## Start EXTRACTED RECORDS

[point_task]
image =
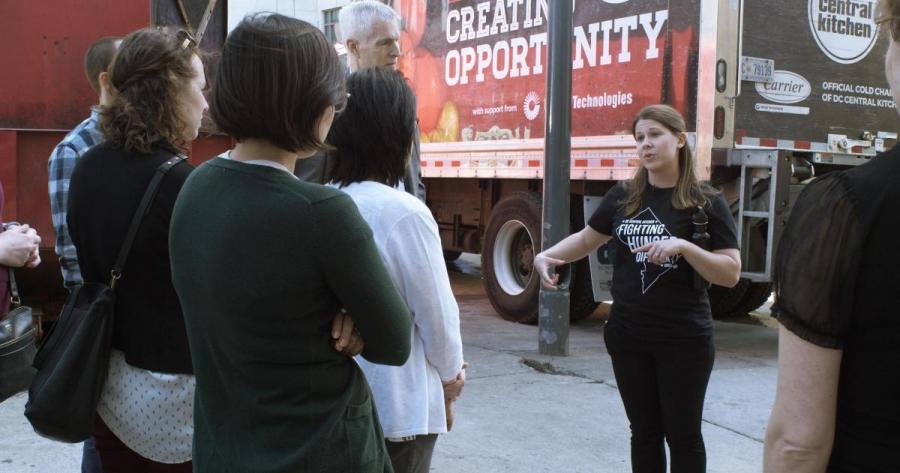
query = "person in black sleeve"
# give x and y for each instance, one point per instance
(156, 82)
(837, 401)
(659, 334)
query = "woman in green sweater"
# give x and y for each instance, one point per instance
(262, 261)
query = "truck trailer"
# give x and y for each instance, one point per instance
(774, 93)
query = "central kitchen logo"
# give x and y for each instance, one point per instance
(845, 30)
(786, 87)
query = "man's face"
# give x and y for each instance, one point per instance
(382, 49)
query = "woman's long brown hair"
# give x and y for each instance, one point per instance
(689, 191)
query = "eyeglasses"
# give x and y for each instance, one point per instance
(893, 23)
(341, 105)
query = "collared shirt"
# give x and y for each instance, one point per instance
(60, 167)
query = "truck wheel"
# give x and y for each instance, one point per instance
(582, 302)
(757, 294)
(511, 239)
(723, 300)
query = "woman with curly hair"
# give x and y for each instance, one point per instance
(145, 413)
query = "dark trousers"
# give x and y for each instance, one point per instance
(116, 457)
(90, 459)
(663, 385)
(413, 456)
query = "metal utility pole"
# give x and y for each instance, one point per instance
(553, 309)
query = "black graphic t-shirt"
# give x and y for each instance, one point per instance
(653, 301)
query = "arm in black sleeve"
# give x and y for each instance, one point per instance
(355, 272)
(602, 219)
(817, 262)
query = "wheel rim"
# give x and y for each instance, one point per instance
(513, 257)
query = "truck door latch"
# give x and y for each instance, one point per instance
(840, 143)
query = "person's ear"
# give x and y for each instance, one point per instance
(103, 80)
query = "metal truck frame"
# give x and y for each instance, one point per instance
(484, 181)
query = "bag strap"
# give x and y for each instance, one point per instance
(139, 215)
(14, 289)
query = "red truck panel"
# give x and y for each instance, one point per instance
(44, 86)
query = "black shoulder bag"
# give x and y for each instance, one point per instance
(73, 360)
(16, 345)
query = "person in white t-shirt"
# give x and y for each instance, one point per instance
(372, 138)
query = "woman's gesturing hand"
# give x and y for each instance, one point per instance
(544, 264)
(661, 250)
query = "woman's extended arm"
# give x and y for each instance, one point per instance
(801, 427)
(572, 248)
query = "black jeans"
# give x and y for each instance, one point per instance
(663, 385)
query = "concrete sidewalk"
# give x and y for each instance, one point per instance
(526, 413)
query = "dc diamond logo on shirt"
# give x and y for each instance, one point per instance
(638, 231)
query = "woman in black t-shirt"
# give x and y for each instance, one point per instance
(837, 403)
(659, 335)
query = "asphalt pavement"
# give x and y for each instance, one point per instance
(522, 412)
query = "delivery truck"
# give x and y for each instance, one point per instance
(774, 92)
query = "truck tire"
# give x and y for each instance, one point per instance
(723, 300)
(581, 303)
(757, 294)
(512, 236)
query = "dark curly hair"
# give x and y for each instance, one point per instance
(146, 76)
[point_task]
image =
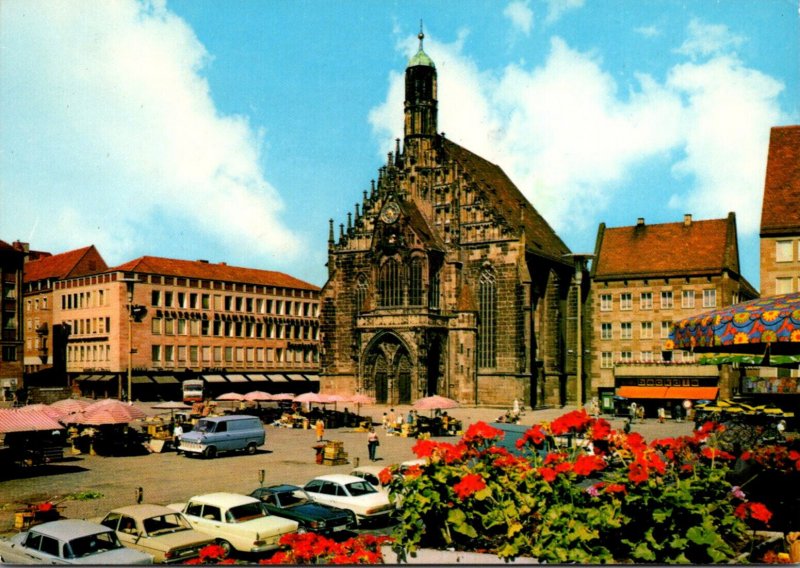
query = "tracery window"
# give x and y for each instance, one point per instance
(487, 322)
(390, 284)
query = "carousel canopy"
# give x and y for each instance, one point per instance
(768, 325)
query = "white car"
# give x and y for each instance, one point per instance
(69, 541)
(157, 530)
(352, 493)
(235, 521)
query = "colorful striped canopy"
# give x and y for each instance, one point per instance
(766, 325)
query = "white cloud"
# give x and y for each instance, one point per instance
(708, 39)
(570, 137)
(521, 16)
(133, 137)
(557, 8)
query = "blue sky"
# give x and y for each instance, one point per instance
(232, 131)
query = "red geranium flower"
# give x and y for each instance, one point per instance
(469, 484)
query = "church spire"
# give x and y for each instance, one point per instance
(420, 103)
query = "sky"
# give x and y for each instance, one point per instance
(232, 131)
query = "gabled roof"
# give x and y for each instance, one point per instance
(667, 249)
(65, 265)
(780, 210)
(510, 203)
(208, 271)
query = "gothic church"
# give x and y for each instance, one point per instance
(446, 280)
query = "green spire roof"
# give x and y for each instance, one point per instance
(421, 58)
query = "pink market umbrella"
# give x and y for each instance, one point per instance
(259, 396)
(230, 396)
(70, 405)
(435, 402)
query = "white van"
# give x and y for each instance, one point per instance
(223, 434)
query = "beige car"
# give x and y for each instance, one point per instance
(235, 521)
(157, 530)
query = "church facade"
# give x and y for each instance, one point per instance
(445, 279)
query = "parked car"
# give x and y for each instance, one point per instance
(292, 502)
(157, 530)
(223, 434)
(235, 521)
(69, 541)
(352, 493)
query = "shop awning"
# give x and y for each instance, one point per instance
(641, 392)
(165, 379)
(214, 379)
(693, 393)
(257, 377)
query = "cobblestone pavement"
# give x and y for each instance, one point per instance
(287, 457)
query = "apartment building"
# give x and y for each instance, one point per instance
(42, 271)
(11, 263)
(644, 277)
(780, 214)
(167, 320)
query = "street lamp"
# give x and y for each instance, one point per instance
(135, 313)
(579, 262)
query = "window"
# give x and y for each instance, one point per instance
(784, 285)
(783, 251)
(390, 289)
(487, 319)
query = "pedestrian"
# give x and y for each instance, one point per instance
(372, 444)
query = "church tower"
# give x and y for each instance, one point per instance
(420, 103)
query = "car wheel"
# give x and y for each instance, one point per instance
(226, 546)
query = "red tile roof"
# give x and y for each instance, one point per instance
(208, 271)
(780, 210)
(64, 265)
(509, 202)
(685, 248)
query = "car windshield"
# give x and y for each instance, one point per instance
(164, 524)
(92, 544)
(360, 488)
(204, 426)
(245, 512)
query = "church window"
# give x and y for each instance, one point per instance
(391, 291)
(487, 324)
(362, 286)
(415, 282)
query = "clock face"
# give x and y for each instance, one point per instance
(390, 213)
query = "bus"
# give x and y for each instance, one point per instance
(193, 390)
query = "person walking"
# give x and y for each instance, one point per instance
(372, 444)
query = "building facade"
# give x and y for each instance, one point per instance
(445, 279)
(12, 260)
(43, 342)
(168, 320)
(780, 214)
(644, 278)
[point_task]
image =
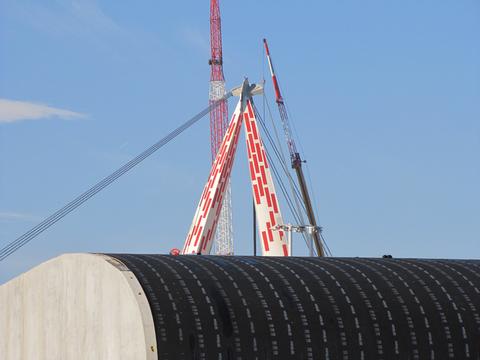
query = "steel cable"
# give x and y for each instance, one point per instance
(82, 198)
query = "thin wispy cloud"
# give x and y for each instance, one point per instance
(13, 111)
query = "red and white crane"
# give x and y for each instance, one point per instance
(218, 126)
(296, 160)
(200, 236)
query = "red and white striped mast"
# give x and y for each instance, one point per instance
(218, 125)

## End EXTRACTED RECORDS

**TASK INSTRUCTIONS**
Copy the data exactly. Any picture it contains is to be omitted.

**OUTPUT BELOW**
[point_task]
image =
query = "person in black sleeve"
# give x and y for each instance, one point per instance
(156, 82)
(837, 401)
(659, 334)
query = "woman in green sweater"
# give x and y for each instance, one point per instance
(262, 261)
query = "truck trailer"
# give x and y for each instance, one point per instance
(774, 93)
query = "central kitchen logo"
# give x and y for each instance, one point per instance
(845, 30)
(786, 87)
query = "man's face"
# give x and y for each instance, one point per instance
(382, 49)
query = "woman's long brown hair"
# give x and y for each instance, one point per instance
(689, 191)
query = "eyeglasses"
# give x and y for each instance, one point per instance
(893, 23)
(341, 105)
query = "collared shirt"
# give x and y for each instance, one point per instance
(60, 167)
query = "truck wheel"
# give x and y for each instance, one point per instance
(582, 302)
(757, 294)
(511, 239)
(723, 300)
query = "woman with curly hair"
# give x and y for each instance, one point per instance
(145, 413)
query = "dark trousers"
# give x and y for each instance, one point per instance
(116, 457)
(90, 459)
(663, 385)
(413, 456)
query = "metal utility pole"
# give x and y for each instance, one point per instance
(553, 309)
query = "black graphic t-shirt"
# give x and y for each instance, one point per instance
(653, 301)
query = "arm in black sleeve"
# give x and y for each instance, one point per instance
(355, 272)
(602, 219)
(817, 262)
query = "wheel rim"
# give x and y for each instance, one point per instance
(513, 257)
query = "truck door latch"
# give x and y for each instance, one point per instance
(840, 143)
query = "person's ear"
# give x and y for each instance, one point per instance
(103, 80)
query = "metal truck frame"
# give x and y for each instance, one point per instance
(484, 181)
query = "bag strap"
# give x and y for each instance, one point per instance
(139, 215)
(14, 289)
query = "red truck panel"
# give x and y for each instance, one point per instance
(44, 86)
query = "black shoulder bag"
# give x and y for each instance, one point per instance
(73, 360)
(16, 345)
query = "person in white t-shirt"
# give x and y for each instance, one point per instance
(372, 138)
query = "woman's gesturing hand"
# give x and y for each instance, one point per instance
(544, 264)
(661, 250)
query = "woman's extended arm"
# give x and y for each instance, one point per instance
(801, 427)
(572, 248)
query = "black jeans"
# give x and y for each instance, one point per instance
(663, 385)
query = "concrete sidewalk"
# give x and y for each instance, one point per instance
(526, 413)
query = "dc diamond logo on shirt"
# give x and y for each instance, one point per instance
(638, 231)
query = "woman in black t-shirt"
# give x and y for each instance, one point per instance
(837, 403)
(659, 335)
query = "asphalt pavement"
# give x and y for each instance, one point per instance
(522, 412)
query = "delivery truck"
# give x and y for each instance, one point per instance
(774, 92)
query = "truck tire"
# give x and y for each instance, one point per instance
(723, 300)
(581, 303)
(757, 294)
(512, 236)
query = "dark curly hair"
# give x and y for each instance, one point per instance
(146, 76)
[point_task]
image =
query = "tracery window"
# give x and y for each instance, one point per instance
(487, 322)
(390, 284)
query = "carousel canopy"
# give x and y for each instance, one point per instance
(768, 325)
query = "white car"
# give x and y for each instance, one point per instance
(69, 541)
(157, 530)
(352, 493)
(235, 521)
query = "colorful striped canopy"
# give x and y for each instance, one point per instance
(766, 325)
query = "white cloud"
# give x and y for each instance, one point per instance
(708, 39)
(570, 137)
(521, 16)
(133, 137)
(557, 8)
query = "blue sky"
# give x and y for each instance, one point per instance
(232, 131)
query = "red geranium flower"
# give x and y for each instance, one point per instance
(469, 484)
query = "church spire"
# give x and y for each instance, one point per instance
(420, 103)
query = "sky"
# give x and y for each instance, one point per instance
(232, 131)
query = "gabled roof"
# give x and y for each instance, one point per instance
(667, 249)
(65, 265)
(780, 210)
(510, 203)
(208, 271)
query = "gothic church"
# give x and y for each instance, one point per instance
(446, 280)
query = "green spire roof"
# give x and y for each instance, one point per instance
(421, 58)
query = "pink market umbrella"
# give x and y for each instance, one point per instance
(259, 396)
(230, 396)
(70, 405)
(435, 402)
query = "white van"
# give x and y for each instance, one point per instance
(223, 434)
query = "beige car"
# give x and y for each instance, one point per instance
(235, 521)
(157, 530)
query = "church facade"
# give x and y for each instance, one point per instance
(445, 279)
query = "parked car"
# give x and y for each instance, one point per instance
(292, 502)
(157, 530)
(223, 434)
(235, 521)
(69, 541)
(352, 493)
query = "shop awning"
# give x and y for each instance, one point per instance
(641, 392)
(165, 379)
(214, 379)
(693, 393)
(257, 377)
query = "cobblestone pavement"
# give x and y for each instance, one point per instance
(287, 457)
query = "apartment building"
# give x and y for each instance, one point per instance
(42, 271)
(11, 263)
(644, 277)
(780, 214)
(167, 320)
query = "street lamp"
# give x and y for each instance, one point per instance
(135, 313)
(579, 262)
query = "window"
# give x and y for each instance, one point per instance
(784, 285)
(783, 251)
(390, 289)
(487, 319)
query = "pedestrian"
# give x and y for each instance, one point per instance
(372, 444)
query = "church tower"
# give x and y for each instance, one point per instance
(420, 103)
query = "car wheel"
# give x and y for each instance, one point per instance
(226, 546)
query = "red tile roof"
# give x and y for each instance, one point per instance
(208, 271)
(780, 210)
(64, 265)
(509, 202)
(685, 248)
query = "car windshield"
# give x and y for each instance, one point per instance
(164, 524)
(92, 544)
(360, 488)
(204, 426)
(245, 512)
query = "church window"
# give x and y for each instance, one point per instance
(391, 291)
(487, 324)
(362, 286)
(415, 282)
query = "clock face"
# give x and y for each instance, one point per instance
(390, 213)
query = "bus"
# give x and y for each instance, one point per instance
(193, 390)
query = "person walking"
# give x and y for each instance, one point per instance
(372, 444)
query = "building facade"
# give x and y for each instance, one point per instance
(445, 279)
(12, 260)
(43, 342)
(168, 320)
(780, 214)
(644, 278)
[point_task]
image =
query = "steel cable"
# give x and y for each instance, one point per instance
(82, 198)
query = "thin wispy cloud"
# give x and y for each instance, one point per instance
(13, 111)
query = "red and white crane"
# give x and y for each instance, one point per instance
(218, 126)
(296, 160)
(200, 236)
query = "red and white striped mast"
# give x and y for each instance, one point per instance
(218, 125)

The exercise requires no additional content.